### [PROBLEM DETAILS]
Please repeat the entries exactly as they appear and omit any images.
■ ■ ■ ■ ■ ■ ■
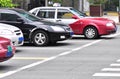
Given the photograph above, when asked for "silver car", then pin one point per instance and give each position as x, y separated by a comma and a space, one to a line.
13, 33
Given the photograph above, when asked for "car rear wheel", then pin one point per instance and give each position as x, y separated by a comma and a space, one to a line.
40, 38
91, 32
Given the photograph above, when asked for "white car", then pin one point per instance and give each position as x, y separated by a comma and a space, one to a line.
13, 33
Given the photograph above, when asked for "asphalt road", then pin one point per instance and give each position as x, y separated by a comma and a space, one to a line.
76, 58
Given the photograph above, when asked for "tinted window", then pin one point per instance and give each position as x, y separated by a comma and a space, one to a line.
64, 14
46, 13
9, 17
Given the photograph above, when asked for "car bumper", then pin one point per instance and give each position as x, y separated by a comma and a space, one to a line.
5, 54
60, 36
16, 40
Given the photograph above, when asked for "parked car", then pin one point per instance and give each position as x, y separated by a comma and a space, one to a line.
7, 50
90, 27
35, 30
13, 33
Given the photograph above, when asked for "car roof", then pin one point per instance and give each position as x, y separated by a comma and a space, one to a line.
10, 10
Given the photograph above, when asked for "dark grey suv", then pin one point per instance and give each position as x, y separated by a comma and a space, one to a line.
35, 30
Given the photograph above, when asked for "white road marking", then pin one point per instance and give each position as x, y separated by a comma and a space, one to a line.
111, 69
115, 64
107, 74
29, 58
50, 58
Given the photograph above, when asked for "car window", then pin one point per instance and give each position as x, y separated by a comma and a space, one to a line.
9, 17
46, 13
64, 14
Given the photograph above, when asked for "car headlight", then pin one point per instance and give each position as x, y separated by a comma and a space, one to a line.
109, 24
58, 29
6, 32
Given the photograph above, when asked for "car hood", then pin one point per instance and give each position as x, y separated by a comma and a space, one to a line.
9, 27
98, 18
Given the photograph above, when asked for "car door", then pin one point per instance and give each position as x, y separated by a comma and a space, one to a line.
47, 14
9, 18
64, 16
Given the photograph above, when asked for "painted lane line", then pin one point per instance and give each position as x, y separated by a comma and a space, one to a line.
49, 59
29, 58
115, 64
111, 69
107, 74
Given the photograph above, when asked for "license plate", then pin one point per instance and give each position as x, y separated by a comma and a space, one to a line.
9, 51
21, 39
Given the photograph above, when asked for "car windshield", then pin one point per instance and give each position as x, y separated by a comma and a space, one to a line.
78, 13
28, 15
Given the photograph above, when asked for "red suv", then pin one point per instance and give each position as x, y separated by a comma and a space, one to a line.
90, 27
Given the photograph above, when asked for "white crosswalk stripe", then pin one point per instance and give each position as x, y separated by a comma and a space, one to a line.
112, 71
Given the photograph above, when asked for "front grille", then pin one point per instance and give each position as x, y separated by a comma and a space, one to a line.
5, 44
68, 29
17, 32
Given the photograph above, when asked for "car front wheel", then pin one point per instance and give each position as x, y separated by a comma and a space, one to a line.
91, 32
40, 38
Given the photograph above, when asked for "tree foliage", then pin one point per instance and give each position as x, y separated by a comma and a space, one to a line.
7, 3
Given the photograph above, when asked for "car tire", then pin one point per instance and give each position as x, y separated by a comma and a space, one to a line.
91, 33
40, 38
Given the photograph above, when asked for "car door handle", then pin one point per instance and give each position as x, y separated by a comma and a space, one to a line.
58, 20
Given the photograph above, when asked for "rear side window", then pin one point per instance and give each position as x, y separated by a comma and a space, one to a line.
64, 14
46, 13
9, 17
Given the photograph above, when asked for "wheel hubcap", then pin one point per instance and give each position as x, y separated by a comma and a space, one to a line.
40, 38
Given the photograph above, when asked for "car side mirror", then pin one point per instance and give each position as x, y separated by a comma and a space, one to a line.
75, 17
20, 20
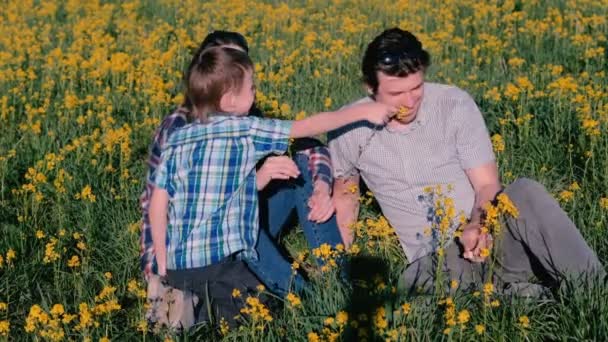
■ ■ ■ ■ ■ ■ ■
### [SOLUTION FOR THIS TASK]
Given the photograph above, when asked for "silver car", then pin one point per instance and give each position as x, y separated by a comma and a space, one to a line.
13, 33
Given the photograph above, when asked for "car rear wheel", then pin one point per instance and give each position as x, y separated by a comma and a space, one to a line.
40, 38
91, 32
Given the photograph above, when asked for "white car", then pin one point per instance and give each position as x, y separated by a comma and a space, one to a line.
13, 33
Given the photograph above, when asked for "asphalt road", then pin one point per instance and give each position as x, y separated by a comma and a space, one to a line.
76, 58
Given the photograph above, when asked for "tinted window", then pin one point per instance and give each position as x, y separated by a comma and a space, one to a line.
64, 14
46, 13
9, 17
Given the photograph above, when asked for "car bumper", then pin one point per instance and give each position as x, y separated by a comma and a space, one to a line.
5, 54
60, 36
16, 40
Given the photograph above, when asked for "parked car", then pin one point per instance and give each position as x, y separated by a comma and a space, one to a line.
7, 50
90, 27
35, 30
13, 33
Given the photograph above, when asked for "car roof", then pin one point per instance and give each position as x, y separated by a comma and a space, one to a line.
10, 10
Given the photograph above, when asked for "dark grey suv", then pin one point per instance and give each position as x, y separated by a comma and a space, one to a line.
35, 30
Given the photograph above, when asked for "white road marking", then pin one point per instance and give each position as x, y separated by a comma and a space, one to a line.
111, 69
115, 64
107, 74
29, 58
50, 58
Given the photograph above, when asked for "car window", then pin one point per instance and give each position as x, y separated by a comma and a space, one to a line.
9, 17
46, 13
64, 14
Given the photograph above, when asked for "car headlight", then pin one point per instance and give each position as x, y separated by a comma and a space, one to a line.
109, 24
58, 29
6, 32
Given the photograph above, when asked for "car hood", then pin one point per instance and give each position as x, y separated by a comma and a space, one to a line.
9, 27
98, 18
Given the photograph above, when asked for "car door", then pin one point per instance and give each position as x, y separated by a comma and a space, one to a line.
47, 14
9, 18
64, 16
Given the photograph above, when asked for "painted lane line", then pin one point per instance and give each position as x, y separated by a comma and a space, one to a line.
49, 59
29, 58
115, 64
111, 69
107, 74
Given the photograph above, when asked for "license plate", then pin one point per instance and give each position as x, y separated by a comma and a space, one to a line.
9, 51
21, 39
Given the photograph above, when asked for "car windshield", then pin one point per instance and give each position as x, y separated by a comma and a space, one to a line.
78, 13
28, 15
Given the photograph above, when asked for "red suv", then pin one point per instance and give each position as x, y separated by a comma and a space, one to a line.
90, 27
Given the photograph above, when asked for "white crosswalk stripe", then pin one point per instance and give each position as x, y separated by a comma and a space, one to a line.
112, 71
Given the photograph above, when asked for "front grille", then pin one point per instance and give each position as x, y separated by a comma and a space, one to a line.
5, 44
68, 29
17, 32
Given the photograph above, when asked for "car front wheel", then pin one point per instance and give each position as x, y separated by a comma and a space, one to a line.
91, 32
40, 38
Given the photograph above, when asked for "tree foliage", then pin one point per instance and give each position as x, y separated by a comma and a space, one to a line.
7, 3
Given the photograph above, when asked for "car tire", then pin one point per instance and give each position as x, y separated by a comma and a space, one to a line.
91, 33
40, 38
Given the photograph above, when asked for "car door handle", then pin one point per instance and give each position as x, y separated by a comma and a space, one to a line.
58, 20
Given the photograph above, when asked for "rear side window", then pin one point per instance and give each position as x, y separated by a comma and a space, one to a line.
64, 14
46, 13
9, 17
Given the photograph above, when asked for "wheel hubcap", then pin one point per instance and give each position as x, y separated by a comma and a space, one to a line.
40, 38
Given the photograph above, when asked for "car side mirror", then pin one point per instance and give each position as x, y separated by a comma and a space, one to a line.
75, 17
20, 20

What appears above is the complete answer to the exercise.